_WHAT THE TASK ASKS:_
Give again exactly the lines that stretch from the one with "Get bounding boxes for worker in orange" to the end of the data below, including both of those lines and nothing else.

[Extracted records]

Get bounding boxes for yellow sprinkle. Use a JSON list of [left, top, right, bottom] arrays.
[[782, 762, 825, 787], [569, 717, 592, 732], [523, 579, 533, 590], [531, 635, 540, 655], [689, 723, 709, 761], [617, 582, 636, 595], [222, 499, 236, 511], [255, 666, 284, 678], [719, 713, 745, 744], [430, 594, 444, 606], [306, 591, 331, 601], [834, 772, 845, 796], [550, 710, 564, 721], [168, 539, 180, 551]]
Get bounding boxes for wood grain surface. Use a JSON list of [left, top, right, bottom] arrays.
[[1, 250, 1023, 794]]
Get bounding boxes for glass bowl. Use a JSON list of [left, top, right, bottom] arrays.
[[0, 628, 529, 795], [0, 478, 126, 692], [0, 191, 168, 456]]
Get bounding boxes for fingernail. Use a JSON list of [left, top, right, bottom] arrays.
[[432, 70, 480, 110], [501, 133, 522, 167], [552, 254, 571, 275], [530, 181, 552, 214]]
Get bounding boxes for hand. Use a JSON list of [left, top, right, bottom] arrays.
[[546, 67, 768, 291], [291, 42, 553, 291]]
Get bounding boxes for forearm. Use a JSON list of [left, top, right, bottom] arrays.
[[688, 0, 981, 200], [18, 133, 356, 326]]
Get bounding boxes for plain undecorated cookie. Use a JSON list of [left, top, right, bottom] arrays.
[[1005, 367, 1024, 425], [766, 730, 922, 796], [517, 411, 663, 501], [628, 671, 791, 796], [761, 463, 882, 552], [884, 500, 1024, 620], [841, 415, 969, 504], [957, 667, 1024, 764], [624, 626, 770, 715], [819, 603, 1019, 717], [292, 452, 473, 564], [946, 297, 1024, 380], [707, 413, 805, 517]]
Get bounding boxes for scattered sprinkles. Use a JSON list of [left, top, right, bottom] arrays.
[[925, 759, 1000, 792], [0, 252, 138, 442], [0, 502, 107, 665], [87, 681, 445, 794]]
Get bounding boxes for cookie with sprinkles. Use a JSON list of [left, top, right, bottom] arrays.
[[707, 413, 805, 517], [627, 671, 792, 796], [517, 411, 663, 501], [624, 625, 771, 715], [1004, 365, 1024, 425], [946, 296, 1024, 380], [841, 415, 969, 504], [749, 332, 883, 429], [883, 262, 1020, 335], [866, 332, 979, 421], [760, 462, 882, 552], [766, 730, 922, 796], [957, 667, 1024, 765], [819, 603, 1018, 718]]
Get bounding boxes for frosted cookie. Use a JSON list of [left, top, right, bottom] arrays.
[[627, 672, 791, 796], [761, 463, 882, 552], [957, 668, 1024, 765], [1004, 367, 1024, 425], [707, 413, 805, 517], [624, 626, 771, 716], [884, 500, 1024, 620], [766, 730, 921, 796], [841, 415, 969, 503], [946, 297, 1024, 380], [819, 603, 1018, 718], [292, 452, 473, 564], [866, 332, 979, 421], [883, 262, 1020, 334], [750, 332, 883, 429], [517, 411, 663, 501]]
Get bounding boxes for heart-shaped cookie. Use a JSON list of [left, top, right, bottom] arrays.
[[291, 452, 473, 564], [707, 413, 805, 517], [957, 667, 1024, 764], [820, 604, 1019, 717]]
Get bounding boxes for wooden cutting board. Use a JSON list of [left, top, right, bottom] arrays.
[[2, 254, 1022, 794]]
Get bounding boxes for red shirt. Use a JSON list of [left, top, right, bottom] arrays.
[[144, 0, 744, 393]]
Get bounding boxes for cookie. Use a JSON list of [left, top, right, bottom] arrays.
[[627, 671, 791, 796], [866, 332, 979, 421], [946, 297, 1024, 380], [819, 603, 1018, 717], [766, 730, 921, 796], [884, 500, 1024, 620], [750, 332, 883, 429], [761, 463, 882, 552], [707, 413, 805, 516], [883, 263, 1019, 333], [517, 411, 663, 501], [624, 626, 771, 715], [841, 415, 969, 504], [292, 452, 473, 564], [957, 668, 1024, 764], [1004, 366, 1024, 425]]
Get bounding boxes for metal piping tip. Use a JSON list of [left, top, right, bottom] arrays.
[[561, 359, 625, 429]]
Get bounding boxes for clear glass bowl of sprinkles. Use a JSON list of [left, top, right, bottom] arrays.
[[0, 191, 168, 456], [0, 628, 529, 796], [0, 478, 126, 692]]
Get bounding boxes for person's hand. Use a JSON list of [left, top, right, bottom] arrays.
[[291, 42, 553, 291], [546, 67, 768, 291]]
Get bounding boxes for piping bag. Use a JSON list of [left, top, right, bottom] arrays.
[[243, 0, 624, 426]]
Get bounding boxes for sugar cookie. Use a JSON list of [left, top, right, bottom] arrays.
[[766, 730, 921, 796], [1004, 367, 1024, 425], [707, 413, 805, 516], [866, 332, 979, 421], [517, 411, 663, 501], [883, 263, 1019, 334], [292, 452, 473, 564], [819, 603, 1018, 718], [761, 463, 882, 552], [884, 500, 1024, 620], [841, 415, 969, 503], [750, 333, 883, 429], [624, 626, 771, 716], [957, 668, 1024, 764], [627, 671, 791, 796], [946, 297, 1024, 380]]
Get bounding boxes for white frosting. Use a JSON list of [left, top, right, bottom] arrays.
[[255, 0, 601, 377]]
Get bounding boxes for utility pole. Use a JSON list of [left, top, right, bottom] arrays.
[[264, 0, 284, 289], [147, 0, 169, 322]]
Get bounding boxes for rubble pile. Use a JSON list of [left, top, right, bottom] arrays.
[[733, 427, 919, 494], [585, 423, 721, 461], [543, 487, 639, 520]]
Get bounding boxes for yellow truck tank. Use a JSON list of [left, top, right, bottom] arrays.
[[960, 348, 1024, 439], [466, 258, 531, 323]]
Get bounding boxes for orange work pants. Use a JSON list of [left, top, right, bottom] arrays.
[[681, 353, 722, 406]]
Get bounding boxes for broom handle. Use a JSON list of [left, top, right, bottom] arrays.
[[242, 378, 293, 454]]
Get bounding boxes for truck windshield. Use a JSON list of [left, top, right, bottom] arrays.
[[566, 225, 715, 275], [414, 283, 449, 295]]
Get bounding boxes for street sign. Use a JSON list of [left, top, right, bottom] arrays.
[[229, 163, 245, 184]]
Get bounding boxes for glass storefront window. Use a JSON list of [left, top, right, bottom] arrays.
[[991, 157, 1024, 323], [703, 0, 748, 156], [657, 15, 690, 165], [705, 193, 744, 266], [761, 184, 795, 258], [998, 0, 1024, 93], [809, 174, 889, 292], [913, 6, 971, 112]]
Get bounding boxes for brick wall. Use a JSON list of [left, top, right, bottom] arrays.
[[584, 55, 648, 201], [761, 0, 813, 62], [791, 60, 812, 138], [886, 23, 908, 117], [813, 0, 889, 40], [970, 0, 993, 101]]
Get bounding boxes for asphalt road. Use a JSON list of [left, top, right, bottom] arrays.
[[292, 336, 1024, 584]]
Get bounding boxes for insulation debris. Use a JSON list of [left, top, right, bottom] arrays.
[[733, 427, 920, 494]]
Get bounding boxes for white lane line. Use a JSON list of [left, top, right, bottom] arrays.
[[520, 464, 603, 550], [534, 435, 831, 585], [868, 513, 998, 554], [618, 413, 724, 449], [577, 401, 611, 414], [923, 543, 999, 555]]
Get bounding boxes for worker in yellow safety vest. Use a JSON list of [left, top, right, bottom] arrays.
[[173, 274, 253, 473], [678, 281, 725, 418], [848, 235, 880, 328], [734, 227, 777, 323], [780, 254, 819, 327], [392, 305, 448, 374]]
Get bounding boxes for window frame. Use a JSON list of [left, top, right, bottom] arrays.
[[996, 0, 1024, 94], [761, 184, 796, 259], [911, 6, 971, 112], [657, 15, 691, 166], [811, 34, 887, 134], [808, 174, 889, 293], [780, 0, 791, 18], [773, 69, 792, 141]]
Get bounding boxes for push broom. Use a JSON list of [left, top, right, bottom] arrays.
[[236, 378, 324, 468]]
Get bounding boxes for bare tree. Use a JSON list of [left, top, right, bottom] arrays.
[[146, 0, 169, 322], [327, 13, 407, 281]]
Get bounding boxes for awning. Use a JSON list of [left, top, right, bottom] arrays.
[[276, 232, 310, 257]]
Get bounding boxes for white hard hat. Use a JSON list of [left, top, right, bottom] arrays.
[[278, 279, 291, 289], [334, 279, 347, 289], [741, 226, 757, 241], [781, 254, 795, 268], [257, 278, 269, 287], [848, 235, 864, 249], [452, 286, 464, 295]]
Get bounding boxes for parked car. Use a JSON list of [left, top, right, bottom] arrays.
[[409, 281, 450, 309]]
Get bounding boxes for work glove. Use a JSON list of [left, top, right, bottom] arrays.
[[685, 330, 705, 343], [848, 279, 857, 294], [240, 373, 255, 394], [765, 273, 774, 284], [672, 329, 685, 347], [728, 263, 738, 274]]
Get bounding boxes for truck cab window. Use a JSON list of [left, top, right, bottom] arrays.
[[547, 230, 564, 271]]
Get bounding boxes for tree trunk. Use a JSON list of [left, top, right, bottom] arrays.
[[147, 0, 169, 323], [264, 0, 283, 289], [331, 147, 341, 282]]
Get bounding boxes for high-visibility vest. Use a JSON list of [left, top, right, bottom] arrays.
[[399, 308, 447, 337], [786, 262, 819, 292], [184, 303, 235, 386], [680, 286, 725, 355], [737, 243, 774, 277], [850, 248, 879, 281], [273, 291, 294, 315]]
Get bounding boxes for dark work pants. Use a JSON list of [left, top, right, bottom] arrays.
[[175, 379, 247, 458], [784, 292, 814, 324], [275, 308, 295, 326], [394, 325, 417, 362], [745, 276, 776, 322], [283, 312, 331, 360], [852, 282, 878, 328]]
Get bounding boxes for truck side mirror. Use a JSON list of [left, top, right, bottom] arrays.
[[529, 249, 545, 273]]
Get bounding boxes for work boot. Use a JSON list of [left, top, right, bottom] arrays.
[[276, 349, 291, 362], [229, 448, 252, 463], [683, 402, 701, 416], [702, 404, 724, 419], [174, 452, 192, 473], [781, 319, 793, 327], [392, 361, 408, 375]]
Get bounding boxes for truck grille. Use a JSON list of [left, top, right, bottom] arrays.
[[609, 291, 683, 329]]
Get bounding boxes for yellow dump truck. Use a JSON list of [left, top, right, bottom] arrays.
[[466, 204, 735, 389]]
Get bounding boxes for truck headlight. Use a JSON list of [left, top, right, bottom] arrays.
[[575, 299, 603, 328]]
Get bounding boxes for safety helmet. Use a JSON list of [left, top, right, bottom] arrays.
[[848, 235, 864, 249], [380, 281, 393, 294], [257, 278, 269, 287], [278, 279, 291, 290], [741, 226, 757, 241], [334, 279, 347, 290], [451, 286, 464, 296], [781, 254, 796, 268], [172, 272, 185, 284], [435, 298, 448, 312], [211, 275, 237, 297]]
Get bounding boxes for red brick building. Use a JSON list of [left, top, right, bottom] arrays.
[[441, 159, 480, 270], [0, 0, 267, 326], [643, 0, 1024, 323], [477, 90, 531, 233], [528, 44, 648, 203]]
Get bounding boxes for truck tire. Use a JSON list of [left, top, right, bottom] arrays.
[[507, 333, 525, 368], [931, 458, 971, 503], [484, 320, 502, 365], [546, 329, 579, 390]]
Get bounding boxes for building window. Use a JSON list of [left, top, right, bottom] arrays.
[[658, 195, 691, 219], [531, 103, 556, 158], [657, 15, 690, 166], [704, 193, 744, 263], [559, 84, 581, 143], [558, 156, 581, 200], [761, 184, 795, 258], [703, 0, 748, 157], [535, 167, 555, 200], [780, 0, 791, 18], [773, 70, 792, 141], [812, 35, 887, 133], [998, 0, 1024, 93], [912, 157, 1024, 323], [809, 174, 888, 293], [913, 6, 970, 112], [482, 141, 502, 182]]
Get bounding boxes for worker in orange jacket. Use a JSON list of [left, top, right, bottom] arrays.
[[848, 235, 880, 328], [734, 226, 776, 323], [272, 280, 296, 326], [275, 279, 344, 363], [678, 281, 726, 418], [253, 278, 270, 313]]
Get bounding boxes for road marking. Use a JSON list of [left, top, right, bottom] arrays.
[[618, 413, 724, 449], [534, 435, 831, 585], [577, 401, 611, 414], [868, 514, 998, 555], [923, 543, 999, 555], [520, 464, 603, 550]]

_THE COMPLETED TASK:_
Get bounding boxes for worker in orange jacket. Use a JSON list of [left, top, right, bottom] arrays.
[[848, 235, 880, 328], [734, 226, 776, 323], [272, 280, 296, 326], [275, 279, 344, 363], [678, 281, 726, 418], [253, 278, 270, 313]]
Get bounding boxes for road marking. Use a JSON list of [left, top, right, bottom] arrays.
[[618, 413, 724, 449], [534, 435, 831, 585], [577, 401, 611, 414], [868, 514, 998, 555], [923, 543, 999, 555], [520, 464, 603, 550]]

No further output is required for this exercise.